Provided records
= = =
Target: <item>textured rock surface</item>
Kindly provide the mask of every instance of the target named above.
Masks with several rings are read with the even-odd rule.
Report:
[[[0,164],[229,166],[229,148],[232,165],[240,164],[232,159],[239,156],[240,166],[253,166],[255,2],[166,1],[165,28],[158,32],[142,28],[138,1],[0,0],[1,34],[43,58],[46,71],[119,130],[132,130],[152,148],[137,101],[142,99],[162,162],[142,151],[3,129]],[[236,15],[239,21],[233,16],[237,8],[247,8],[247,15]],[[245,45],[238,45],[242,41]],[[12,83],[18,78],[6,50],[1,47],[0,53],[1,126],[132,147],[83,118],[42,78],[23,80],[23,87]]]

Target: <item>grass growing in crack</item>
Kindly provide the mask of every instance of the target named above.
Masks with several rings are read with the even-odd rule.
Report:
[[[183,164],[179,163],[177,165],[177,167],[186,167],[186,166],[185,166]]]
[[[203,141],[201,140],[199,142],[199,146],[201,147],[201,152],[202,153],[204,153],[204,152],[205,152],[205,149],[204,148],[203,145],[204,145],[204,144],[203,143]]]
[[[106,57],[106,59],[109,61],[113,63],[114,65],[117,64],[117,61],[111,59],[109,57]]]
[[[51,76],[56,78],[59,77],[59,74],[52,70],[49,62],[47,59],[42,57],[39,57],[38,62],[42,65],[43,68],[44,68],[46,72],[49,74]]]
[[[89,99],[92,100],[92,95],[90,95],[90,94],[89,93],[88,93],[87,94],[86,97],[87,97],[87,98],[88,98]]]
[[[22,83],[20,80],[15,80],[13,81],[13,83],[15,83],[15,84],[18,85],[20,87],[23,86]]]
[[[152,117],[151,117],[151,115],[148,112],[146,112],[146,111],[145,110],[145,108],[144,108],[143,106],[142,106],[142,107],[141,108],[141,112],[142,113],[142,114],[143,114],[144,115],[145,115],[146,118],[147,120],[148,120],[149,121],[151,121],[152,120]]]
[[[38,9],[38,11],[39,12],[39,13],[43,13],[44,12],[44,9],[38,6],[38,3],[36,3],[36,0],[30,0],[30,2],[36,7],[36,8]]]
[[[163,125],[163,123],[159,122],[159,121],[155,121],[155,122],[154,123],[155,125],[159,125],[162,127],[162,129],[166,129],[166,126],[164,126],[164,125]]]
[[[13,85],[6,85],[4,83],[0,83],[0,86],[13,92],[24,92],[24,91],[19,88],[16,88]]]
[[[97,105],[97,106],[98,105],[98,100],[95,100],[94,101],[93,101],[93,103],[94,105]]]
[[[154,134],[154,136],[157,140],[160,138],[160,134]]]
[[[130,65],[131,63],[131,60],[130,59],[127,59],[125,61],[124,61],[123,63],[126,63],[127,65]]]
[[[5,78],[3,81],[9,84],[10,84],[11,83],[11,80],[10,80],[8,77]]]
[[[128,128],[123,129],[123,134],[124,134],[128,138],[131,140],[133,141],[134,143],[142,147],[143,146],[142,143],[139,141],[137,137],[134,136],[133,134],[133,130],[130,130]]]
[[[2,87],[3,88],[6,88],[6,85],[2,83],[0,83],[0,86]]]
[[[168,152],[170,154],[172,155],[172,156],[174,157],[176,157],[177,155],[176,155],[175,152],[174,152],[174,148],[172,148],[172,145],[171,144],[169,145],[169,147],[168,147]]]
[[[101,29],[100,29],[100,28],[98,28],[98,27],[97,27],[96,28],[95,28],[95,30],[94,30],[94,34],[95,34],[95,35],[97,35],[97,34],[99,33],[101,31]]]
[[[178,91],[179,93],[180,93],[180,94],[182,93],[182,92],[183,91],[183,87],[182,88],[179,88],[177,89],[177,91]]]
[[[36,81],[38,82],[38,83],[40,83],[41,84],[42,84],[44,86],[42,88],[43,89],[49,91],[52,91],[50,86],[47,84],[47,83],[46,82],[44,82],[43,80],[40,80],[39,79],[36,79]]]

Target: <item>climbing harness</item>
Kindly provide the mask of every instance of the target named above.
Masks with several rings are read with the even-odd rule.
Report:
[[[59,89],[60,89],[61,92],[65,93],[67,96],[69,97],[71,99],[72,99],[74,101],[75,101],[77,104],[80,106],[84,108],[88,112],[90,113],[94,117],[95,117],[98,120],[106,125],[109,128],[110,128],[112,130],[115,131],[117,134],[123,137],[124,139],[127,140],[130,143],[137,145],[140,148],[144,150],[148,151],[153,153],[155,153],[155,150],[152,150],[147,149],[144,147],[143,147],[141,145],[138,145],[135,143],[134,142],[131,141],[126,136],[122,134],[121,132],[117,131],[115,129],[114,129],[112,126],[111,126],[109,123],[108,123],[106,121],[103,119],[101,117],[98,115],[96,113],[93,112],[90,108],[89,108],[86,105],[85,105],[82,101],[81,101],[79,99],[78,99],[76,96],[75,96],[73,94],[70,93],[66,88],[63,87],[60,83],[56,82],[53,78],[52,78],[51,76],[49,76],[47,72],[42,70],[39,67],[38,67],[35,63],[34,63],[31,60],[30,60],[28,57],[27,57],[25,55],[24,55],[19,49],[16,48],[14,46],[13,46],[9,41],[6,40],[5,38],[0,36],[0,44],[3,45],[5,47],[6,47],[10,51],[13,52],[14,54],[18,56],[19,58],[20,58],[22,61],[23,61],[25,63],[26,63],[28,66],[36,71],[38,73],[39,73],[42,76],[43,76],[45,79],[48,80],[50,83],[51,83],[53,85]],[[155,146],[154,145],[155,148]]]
= = =
Goal of the exercise
Reproduce the data above in full, line for line, with no changes.

Correct output
Target: <item>textured rock surface</item>
Kindly provide the mask of every instance of the target named above.
Masks with several rings are read with the even-odd rule.
Report:
[[[0,164],[229,166],[229,148],[232,165],[240,164],[232,159],[239,156],[240,166],[253,166],[255,2],[166,1],[165,28],[158,32],[142,28],[138,1],[0,0],[1,34],[43,58],[46,71],[119,130],[132,130],[152,148],[137,101],[142,99],[162,162],[142,151],[3,129]],[[236,15],[239,21],[233,16],[237,8],[247,8],[247,15]],[[245,45],[238,45],[242,41]],[[12,83],[18,78],[6,50],[1,47],[0,53],[1,126],[132,147],[83,118],[42,78],[23,80],[23,87]]]

Target: <item>grass growing in crack</item>
Kindly provide the mask of every instance of the target named above.
Masks with several rings are read with the even-odd rule.
Report:
[[[183,164],[179,163],[177,165],[177,167],[186,167],[186,166],[185,166]]]
[[[203,141],[201,140],[199,142],[199,146],[201,147],[201,152],[202,153],[204,153],[204,152],[205,152],[205,149],[204,148],[203,145],[204,145],[204,144],[203,143]]]
[[[106,57],[106,59],[109,61],[113,63],[114,65],[117,64],[117,61],[111,59],[109,57]]]
[[[51,76],[56,78],[59,77],[59,74],[52,70],[49,62],[47,59],[42,57],[39,57],[38,62],[42,65],[43,68],[44,68],[46,72],[49,74]]]
[[[89,99],[92,100],[92,95],[90,95],[90,94],[89,93],[88,93],[87,94],[86,97],[87,97],[87,98],[88,98]]]
[[[22,83],[20,80],[15,80],[13,81],[13,83],[15,83],[15,84],[18,85],[20,87],[23,86]]]
[[[152,117],[151,117],[151,115],[148,112],[146,112],[146,111],[145,110],[145,108],[144,108],[143,106],[142,106],[142,107],[141,108],[141,112],[142,113],[142,114],[143,114],[144,115],[145,115],[146,118],[147,120],[148,120],[149,121],[151,121],[152,120]]]
[[[38,9],[38,11],[39,12],[39,13],[43,13],[44,12],[44,9],[38,6],[38,3],[36,3],[36,0],[30,0],[30,2],[36,7],[36,8]]]
[[[163,125],[163,123],[159,122],[159,121],[155,121],[155,122],[154,123],[155,125],[159,125],[162,127],[162,129],[166,129],[166,126],[164,126],[164,125]]]
[[[13,85],[6,85],[4,83],[0,83],[0,86],[13,92],[24,92],[24,91],[19,88],[16,88]]]
[[[97,105],[97,106],[98,105],[98,100],[95,100],[94,101],[93,101],[93,103],[94,105]]]
[[[154,134],[154,136],[157,140],[160,138],[160,134]]]
[[[130,65],[131,63],[131,60],[130,59],[127,59],[125,61],[124,61],[123,63],[126,63],[127,65]]]
[[[5,78],[3,81],[9,84],[10,84],[11,83],[11,80],[10,80],[8,77]]]
[[[128,128],[123,129],[123,134],[124,134],[128,138],[131,140],[133,141],[134,143],[142,147],[143,146],[142,143],[139,141],[137,137],[134,136],[133,134],[133,130],[130,130]]]
[[[2,87],[3,88],[6,88],[6,85],[2,83],[0,83],[0,86]]]
[[[168,152],[170,154],[172,155],[172,156],[174,157],[176,157],[177,155],[176,155],[175,152],[174,152],[174,148],[172,148],[172,145],[171,144],[169,145],[169,147],[168,147]]]
[[[101,29],[100,29],[100,28],[98,28],[98,27],[97,27],[96,28],[95,28],[95,30],[94,30],[94,34],[95,34],[95,35],[97,35],[97,34],[99,33],[101,31]]]
[[[178,91],[179,93],[180,93],[180,94],[182,93],[182,92],[183,91],[183,87],[182,88],[179,88],[177,89],[177,91]]]
[[[36,81],[38,82],[38,83],[40,83],[41,84],[42,84],[44,86],[42,88],[43,89],[49,91],[52,91],[50,86],[47,84],[47,83],[46,82],[44,82],[43,80],[40,80],[39,79],[36,79]]]

Target: <item>climbing harness</item>
Kindly provide the mask of every instance of the target named above.
Masks with several rings are read with the even-odd rule.
Report:
[[[59,89],[60,89],[61,92],[65,93],[67,96],[69,97],[71,99],[72,99],[74,101],[75,101],[77,104],[80,106],[84,108],[88,112],[90,113],[94,117],[95,117],[98,120],[106,125],[109,128],[110,128],[112,130],[115,131],[117,134],[123,137],[124,139],[127,140],[130,143],[137,145],[140,148],[144,150],[148,151],[153,153],[155,153],[155,150],[152,150],[147,149],[144,147],[143,147],[141,145],[138,145],[135,143],[134,142],[131,141],[126,136],[122,134],[121,132],[117,131],[115,129],[114,129],[112,126],[111,126],[109,123],[108,123],[106,121],[103,119],[101,117],[98,115],[96,113],[93,112],[90,108],[89,108],[86,105],[85,105],[82,101],[81,101],[79,99],[78,99],[76,96],[75,96],[73,94],[70,93],[66,88],[63,87],[60,83],[56,82],[53,78],[52,78],[51,76],[49,76],[47,72],[42,70],[39,67],[38,67],[35,63],[34,63],[31,60],[30,60],[28,57],[27,57],[25,55],[24,55],[19,49],[16,48],[14,46],[13,46],[9,41],[6,40],[5,38],[0,36],[0,44],[3,45],[5,47],[6,47],[10,51],[13,52],[14,54],[18,56],[19,58],[20,58],[22,61],[23,61],[25,63],[26,63],[28,66],[36,71],[38,73],[39,73],[42,76],[43,76],[45,79],[48,80],[50,83],[51,83],[53,85]],[[155,146],[154,145],[155,148]]]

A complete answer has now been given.